GIVEN PASSAGE
------------
Synopsis: ARPES with Cold Atoms

A numerical study outlines how to perform measurements on cold atoms that mimic angle-resolved photoemission spectroscopy studies of solids.
Synopsis figure
A. Bohrdt et al., Phys. Rev. B (2018)

The atoms in a gas are normally easier to manipulate than the electrons in a solid, which is why physicists often use ultracold gases as analogs of condensed-matter systems. To probe these ultracold gases, a numerical study proposes using an analog of a condensed-matter experimental technique, called angle-resolved photoemission spectroscopy, or ARPES. If realized, such ARPES-like experiments would provide detailed spectra of the atoms in an ultracold gas. The approach could also provide a new avenue for exploring the physics underlying high-temperature superconductors.

ARPES is a common tool for investigating strongly correlated electrons in solids, such as topological materials and superconductors. The method uses a beam of light to kick out electrons whose momentum and energy are then measured. The spectrum of these photoemitted electrons reveals information about the electronic band structure in the material.
------------
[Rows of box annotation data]
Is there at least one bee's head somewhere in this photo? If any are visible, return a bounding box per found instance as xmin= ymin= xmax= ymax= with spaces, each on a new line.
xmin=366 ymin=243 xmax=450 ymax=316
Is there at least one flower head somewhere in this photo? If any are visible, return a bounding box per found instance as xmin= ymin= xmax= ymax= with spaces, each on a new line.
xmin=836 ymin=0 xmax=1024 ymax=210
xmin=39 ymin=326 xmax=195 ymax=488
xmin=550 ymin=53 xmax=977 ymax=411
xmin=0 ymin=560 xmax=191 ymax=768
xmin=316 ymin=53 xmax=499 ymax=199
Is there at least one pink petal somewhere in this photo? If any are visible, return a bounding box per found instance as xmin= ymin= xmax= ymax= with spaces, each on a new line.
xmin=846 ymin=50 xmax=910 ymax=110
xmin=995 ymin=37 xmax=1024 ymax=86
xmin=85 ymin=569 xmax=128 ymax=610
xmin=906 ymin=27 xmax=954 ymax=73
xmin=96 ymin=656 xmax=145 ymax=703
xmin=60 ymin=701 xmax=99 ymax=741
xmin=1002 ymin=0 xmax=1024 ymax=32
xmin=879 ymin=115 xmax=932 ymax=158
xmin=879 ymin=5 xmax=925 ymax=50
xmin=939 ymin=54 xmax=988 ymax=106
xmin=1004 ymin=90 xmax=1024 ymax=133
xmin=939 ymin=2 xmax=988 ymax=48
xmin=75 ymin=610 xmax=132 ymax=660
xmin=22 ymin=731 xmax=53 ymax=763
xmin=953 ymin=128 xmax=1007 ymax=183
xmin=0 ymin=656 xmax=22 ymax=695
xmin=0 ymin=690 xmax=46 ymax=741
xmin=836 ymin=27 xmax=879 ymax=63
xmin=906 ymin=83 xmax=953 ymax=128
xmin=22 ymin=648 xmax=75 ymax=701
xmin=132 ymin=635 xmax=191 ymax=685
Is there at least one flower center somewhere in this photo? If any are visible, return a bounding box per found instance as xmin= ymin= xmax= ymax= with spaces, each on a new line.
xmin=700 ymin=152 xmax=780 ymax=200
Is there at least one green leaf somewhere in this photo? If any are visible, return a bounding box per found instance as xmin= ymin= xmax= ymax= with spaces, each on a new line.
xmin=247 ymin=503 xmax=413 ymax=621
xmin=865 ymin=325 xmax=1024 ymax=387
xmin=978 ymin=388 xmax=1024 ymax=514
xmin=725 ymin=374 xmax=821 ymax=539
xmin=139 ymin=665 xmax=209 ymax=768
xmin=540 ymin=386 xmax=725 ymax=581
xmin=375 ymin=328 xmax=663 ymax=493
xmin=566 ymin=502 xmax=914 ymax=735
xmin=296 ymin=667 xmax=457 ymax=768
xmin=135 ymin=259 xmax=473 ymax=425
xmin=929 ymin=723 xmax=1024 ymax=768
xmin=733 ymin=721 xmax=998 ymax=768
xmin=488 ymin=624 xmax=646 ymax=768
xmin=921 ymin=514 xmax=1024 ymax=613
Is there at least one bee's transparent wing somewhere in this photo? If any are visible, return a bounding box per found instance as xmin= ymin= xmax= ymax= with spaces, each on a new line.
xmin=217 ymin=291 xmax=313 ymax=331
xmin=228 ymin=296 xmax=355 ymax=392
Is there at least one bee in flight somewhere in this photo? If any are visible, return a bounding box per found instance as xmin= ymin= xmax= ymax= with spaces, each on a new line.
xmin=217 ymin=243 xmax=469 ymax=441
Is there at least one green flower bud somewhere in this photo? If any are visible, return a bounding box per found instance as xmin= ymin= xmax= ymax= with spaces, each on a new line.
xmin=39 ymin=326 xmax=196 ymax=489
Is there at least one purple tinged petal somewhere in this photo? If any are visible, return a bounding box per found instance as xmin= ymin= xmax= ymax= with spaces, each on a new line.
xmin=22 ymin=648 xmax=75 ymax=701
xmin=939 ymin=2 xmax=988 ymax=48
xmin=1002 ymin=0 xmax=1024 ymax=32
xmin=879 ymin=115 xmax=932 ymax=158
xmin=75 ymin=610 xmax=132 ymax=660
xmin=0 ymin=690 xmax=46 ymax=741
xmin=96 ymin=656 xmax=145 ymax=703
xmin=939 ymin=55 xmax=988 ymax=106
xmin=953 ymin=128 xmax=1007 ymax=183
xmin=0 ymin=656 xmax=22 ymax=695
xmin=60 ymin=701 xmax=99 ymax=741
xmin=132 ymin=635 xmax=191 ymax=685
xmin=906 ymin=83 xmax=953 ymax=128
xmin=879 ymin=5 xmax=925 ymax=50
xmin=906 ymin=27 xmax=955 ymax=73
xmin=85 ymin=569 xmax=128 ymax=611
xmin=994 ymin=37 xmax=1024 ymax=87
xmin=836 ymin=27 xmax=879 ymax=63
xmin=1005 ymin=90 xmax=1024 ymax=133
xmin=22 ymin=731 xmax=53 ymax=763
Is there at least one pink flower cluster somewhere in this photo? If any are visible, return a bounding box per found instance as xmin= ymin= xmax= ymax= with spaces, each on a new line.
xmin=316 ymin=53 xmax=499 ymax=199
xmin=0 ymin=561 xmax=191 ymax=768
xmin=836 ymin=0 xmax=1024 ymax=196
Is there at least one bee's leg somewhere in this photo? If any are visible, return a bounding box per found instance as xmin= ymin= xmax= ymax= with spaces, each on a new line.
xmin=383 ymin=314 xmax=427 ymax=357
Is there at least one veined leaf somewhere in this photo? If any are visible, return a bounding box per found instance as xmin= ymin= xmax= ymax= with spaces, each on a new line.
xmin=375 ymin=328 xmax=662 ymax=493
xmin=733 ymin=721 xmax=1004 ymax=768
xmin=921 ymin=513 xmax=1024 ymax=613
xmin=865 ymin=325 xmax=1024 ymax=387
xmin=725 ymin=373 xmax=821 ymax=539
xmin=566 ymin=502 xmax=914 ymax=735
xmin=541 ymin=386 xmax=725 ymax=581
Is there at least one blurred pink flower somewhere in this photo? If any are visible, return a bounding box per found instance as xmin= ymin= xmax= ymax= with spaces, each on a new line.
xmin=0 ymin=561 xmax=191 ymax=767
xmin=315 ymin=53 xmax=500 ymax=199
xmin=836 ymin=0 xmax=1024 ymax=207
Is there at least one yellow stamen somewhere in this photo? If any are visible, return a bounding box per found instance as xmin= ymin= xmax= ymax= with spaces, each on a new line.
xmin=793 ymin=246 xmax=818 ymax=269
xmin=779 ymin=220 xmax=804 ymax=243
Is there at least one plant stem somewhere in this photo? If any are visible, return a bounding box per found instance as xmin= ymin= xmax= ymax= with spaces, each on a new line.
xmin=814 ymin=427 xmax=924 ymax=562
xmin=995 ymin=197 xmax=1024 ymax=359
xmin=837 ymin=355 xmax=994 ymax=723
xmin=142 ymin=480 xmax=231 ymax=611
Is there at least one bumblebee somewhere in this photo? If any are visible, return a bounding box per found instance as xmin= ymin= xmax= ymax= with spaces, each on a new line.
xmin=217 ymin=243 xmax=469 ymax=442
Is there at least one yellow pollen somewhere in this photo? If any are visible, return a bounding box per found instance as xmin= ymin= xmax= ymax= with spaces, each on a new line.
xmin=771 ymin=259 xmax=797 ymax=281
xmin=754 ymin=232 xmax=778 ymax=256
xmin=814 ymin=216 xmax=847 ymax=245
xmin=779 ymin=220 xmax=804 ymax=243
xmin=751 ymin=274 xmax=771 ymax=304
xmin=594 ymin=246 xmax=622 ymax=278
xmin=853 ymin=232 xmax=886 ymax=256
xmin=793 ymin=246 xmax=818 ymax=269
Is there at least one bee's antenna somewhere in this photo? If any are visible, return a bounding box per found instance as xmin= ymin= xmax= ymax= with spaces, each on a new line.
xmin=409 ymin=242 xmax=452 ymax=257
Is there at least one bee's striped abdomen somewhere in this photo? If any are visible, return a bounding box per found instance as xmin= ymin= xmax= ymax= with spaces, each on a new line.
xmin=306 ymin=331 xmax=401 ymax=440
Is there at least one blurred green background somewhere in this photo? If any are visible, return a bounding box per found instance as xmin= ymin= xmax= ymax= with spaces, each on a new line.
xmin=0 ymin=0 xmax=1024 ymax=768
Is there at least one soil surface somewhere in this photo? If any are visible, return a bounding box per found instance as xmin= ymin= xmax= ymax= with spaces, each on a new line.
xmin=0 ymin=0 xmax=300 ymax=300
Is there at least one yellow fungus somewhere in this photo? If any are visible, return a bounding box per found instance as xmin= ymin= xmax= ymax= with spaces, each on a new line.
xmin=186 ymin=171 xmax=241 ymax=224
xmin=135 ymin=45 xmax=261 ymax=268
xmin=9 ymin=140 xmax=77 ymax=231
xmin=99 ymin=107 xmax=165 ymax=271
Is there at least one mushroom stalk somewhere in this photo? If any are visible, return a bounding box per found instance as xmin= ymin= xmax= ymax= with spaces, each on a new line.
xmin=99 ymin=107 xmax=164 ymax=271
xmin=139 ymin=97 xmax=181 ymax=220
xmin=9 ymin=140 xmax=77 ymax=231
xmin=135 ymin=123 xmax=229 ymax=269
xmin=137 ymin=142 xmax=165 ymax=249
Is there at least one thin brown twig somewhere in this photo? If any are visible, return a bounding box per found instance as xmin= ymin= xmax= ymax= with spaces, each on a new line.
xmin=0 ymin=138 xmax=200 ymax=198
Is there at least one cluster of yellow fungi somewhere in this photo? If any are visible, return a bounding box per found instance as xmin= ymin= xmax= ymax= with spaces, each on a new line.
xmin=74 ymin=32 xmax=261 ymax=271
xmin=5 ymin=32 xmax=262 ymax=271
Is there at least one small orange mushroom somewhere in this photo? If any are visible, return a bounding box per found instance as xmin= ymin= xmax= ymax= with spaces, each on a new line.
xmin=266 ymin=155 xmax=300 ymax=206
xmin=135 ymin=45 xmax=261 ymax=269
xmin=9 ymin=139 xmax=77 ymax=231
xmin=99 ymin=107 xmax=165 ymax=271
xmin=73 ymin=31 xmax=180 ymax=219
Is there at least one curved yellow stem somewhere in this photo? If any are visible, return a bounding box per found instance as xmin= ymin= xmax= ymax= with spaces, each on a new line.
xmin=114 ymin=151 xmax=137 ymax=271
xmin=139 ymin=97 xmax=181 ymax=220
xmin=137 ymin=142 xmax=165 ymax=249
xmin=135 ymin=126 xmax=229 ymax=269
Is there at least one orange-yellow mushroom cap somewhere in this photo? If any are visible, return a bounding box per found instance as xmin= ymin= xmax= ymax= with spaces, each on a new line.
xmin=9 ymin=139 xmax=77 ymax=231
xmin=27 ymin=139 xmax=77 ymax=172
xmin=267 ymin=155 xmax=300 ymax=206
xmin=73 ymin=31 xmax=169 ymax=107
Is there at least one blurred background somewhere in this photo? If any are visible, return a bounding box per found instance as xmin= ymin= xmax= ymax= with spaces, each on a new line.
------------
WHAT YOU SHOULD DO
Reproduce the passage of the ARPES synopsis above verbatim, starting at "ARPES is a common" and ending at "in the material.".

SOLVED PROBLEM
ARPES is a common tool for investigating strongly correlated electrons in solids, such as topological materials and superconductors. The method uses a beam of light to kick out electrons whose momentum and energy are then measured. The spectrum of these photoemitted electrons reveals information about the electronic band structure in the material.